-- BEGIN SUPPLIED RECORDS --
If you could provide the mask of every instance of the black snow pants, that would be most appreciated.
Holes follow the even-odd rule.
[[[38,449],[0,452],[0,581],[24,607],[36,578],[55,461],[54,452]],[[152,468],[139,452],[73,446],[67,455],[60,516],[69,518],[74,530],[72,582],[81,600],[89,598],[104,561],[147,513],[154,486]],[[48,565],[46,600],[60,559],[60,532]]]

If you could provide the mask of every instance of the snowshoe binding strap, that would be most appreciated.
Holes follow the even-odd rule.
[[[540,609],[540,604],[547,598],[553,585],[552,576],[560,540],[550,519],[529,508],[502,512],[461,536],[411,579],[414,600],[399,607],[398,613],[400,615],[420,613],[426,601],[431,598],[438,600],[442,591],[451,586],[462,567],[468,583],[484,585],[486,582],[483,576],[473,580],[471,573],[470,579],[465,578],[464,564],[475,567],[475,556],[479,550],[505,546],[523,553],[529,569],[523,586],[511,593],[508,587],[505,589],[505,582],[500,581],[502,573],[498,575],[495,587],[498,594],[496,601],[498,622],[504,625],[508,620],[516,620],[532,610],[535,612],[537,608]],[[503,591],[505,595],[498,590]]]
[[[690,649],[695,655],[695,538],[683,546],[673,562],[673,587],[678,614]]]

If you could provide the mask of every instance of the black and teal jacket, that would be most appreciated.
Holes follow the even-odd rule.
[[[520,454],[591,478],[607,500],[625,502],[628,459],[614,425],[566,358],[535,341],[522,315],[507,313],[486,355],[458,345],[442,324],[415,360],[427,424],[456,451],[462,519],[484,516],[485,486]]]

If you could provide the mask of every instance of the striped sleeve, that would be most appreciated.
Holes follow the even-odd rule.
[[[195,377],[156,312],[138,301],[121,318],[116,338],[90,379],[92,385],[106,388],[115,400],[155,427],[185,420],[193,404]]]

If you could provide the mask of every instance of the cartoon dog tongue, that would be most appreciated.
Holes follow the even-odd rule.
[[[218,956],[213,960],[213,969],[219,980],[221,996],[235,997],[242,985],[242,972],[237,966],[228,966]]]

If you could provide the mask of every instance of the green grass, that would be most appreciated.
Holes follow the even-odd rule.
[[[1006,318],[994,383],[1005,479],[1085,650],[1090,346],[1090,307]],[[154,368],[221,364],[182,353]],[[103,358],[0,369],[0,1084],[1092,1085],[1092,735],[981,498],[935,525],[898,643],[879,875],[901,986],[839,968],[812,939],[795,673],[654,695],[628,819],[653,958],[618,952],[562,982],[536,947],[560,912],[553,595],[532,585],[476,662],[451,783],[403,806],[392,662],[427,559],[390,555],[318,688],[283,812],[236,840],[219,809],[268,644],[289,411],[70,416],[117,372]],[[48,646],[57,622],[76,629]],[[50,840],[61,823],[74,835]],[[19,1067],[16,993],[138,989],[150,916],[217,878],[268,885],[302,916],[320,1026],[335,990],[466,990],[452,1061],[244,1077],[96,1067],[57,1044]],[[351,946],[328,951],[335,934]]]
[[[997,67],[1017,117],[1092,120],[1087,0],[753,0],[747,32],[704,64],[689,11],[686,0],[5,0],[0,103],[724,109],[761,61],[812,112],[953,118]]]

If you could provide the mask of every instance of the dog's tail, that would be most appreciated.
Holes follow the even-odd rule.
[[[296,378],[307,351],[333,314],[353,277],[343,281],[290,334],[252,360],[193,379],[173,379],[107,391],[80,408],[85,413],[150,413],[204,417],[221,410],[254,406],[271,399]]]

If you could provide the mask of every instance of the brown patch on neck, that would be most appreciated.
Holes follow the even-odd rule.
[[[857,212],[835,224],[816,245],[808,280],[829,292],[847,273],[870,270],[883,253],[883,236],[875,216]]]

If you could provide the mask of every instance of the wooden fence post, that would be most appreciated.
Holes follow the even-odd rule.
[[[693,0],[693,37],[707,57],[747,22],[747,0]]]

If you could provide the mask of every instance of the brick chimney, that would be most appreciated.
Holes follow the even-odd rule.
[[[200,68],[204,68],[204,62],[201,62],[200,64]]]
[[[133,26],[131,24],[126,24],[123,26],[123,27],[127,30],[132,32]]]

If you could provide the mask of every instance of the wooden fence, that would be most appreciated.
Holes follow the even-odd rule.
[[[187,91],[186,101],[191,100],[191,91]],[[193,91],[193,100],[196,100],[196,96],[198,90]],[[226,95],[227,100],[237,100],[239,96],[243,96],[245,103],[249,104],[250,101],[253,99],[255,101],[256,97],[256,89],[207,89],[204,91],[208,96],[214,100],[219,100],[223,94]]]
-- END SUPPLIED RECORDS --
EXERCISE GOAL: List every line in the records above that contains the string "wooden", treating uppercase and lowercase letters as different.

RESULT BELOW:
If you could provide the mask of every instance of the wooden fence post, that would be most appreciated.
If you could provide the mask of every instance of the wooden fence, that would be most appreciated.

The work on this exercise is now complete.